■ Work instructions ■
In the copy you make of the entries, no picture should appear, and every word must match.

■ Records supplied ■

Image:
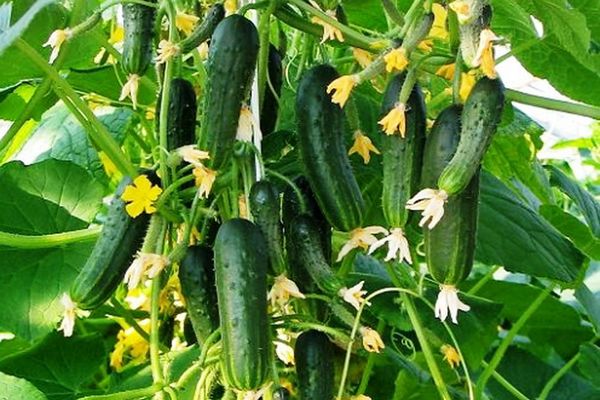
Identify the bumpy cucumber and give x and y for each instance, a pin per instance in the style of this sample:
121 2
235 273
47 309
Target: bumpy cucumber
450 245
480 118
402 157
323 151
181 118
203 31
120 239
231 63
241 275
265 208
313 354
138 24
196 275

■ The completed task ■
Image:
Identify the bumpy cucumber and give x and y for each instance, a pin per instance in the style of this sample:
121 2
235 273
47 309
Target: bumpy cucumber
450 245
480 118
402 157
323 151
181 118
203 31
120 239
231 63
241 275
265 208
313 354
138 24
196 275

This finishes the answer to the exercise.